### Задания к выполнению
1. Ответьте по отрывку на вопросы:
(a) Сколько времени в году семья тогда проводила в Одессе?
(b) Книгу стихов какого поэта дали на пару дней в шестнадцать лет?
(c) Из какого рассказа позаимствована игра в Северо-Западный проход?
2. Отредактируйте отрывок: перепишите его часть, начиная со слов «Когда мне было» и заканчивая словами «как потенциального читателя.», заменив «Арсения Тарковского» на «Бориса Пастернака».

### Отрывок

▼

Во сне мне было известно, что дом этот находится где-то в Одессе.
В Одессе мы тогда проводили около месяца в году – летний отпуск родителей. Мне там была знакома только дорога от нашего дома до пляжа «Дельфин», кладбище на Слободке, куда меня таскали родители, парк имени Ленина возле дома, где мы часто гуляли по вечерам, и улица Дерибасовская, куда мы иногда торжественно (на такси) отправлялись в кафе-мороженое. Сталинского дома с аркой на этих маршрутах не было. Мне, конечно, хотелось его отыскать, но возможности ребенка в этом смысле крайне ограничены.
Потом, когда мы вернулись в Одессу, мне было уже девять лет, и мои исследовательские возможности существенно расширились. Но дом с аркой так и не попался мне на глаза, а потом сны о нем не то чтобы забылись, но перестали казаться чем-то важным, и поиски прекратились.
Когда мне было шестнадцать лет, мне дали на пару дней книгу стихов Арсения Тарковского. Неважно, кто дал и почему, скажу только, что владелец книги сильно переоценивал меня как потенциального читателя.
Поэзия меня в ту пору интересовала крайне условно. Ну, то есть, если пишешь свои стишки (а кто в шестнадцать лет их не пишет), надо иногда читать чужие. Из вежливости, что ли. И, по возможности, прилюдно хвалить – которые складные и не шибко скучные. Чтобы не подумали, будто тебя, кроме собственных стихов ничего не интересует.
Как-то, в общем, так обстояли мои отношения с поэзией.
И вот иду я по городу с книгой Тарковского в сумке. Из центра домой, на проспект Шевченко, незнакомым маршрутом. Потому что игра в Северо-Западный проход, позаимствованная из рассказа Уэллса «Дверь в стене» по-прежнему оставалась для меня столь же увлекательной, как в детстве. Пройти по незнакомым улицам, заблудиться, испугаться неведомо чего, обрадоваться, обнаружив знакомый переулок, и два часа спустя вернуться домой, как из далекого путешествия – это мне всегда было интересно; более того, жизненно необходимо.

▲

### Исходные данные
▼

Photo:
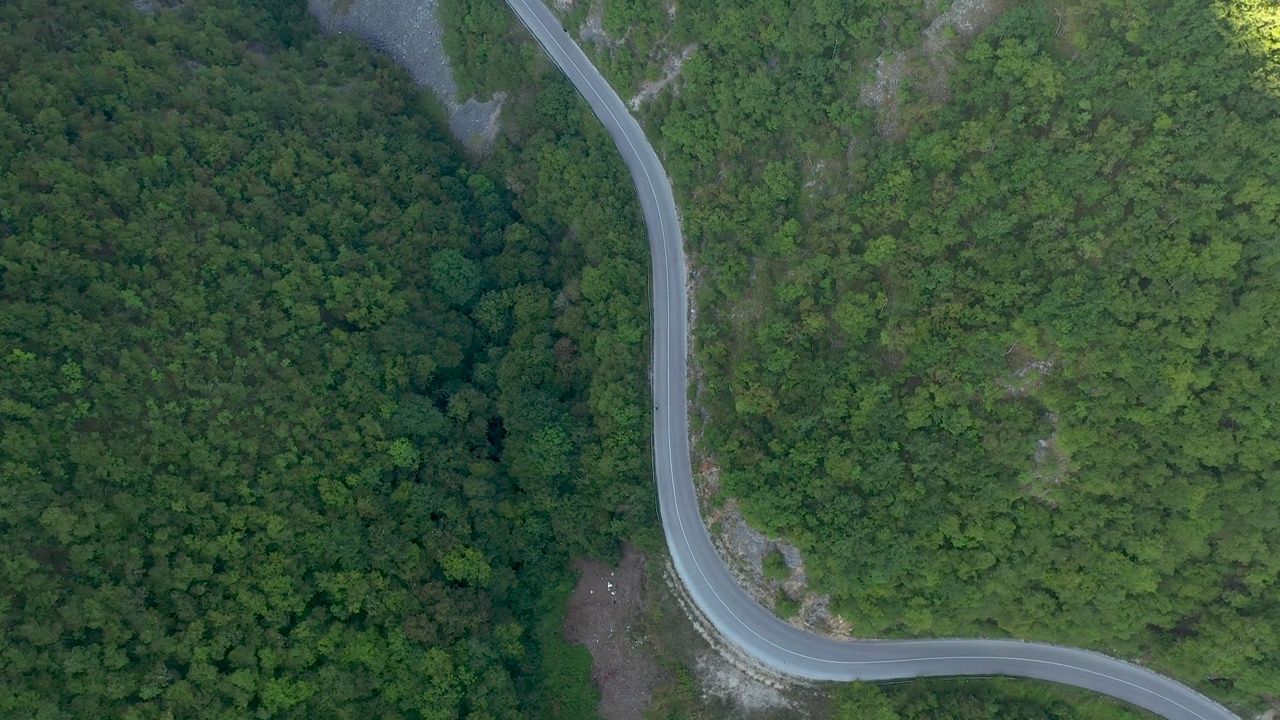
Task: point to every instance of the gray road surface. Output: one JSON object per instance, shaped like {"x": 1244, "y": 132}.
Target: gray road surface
{"x": 739, "y": 618}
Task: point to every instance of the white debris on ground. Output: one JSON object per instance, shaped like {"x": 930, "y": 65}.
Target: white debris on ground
{"x": 410, "y": 32}
{"x": 670, "y": 72}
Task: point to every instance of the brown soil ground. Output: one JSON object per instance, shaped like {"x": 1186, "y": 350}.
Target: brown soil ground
{"x": 607, "y": 613}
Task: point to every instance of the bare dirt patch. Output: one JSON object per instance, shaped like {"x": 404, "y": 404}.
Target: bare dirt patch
{"x": 411, "y": 33}
{"x": 670, "y": 72}
{"x": 924, "y": 67}
{"x": 606, "y": 614}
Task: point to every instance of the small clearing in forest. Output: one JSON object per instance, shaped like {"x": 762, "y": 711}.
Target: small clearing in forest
{"x": 606, "y": 614}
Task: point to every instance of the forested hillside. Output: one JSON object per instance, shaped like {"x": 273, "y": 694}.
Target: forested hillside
{"x": 1005, "y": 361}
{"x": 301, "y": 414}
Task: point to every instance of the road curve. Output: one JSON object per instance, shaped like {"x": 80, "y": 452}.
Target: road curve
{"x": 739, "y": 618}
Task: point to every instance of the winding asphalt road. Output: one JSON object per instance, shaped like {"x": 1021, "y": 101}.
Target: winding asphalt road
{"x": 739, "y": 618}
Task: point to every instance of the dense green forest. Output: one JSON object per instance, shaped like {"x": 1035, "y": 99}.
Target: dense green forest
{"x": 304, "y": 413}
{"x": 1006, "y": 361}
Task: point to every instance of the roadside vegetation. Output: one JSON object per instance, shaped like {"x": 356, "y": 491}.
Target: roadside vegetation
{"x": 1004, "y": 361}
{"x": 302, "y": 413}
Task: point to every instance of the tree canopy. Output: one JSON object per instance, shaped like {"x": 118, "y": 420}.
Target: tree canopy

▲

### Решения заданий
1.
(a) Около месяца, во время летнего отпуска родителей.
(b) Арсения Тарковского.
(c) Из рассказа Уэллса «Дверь в стене».

2.
Когда мне было шестнадцать лет, мне дали на пару дней книгу стихов Бориса Пастернака. Неважно, кто дал и почему, скажу только, что владелец книги сильно переоценивал меня как потенциального читателя.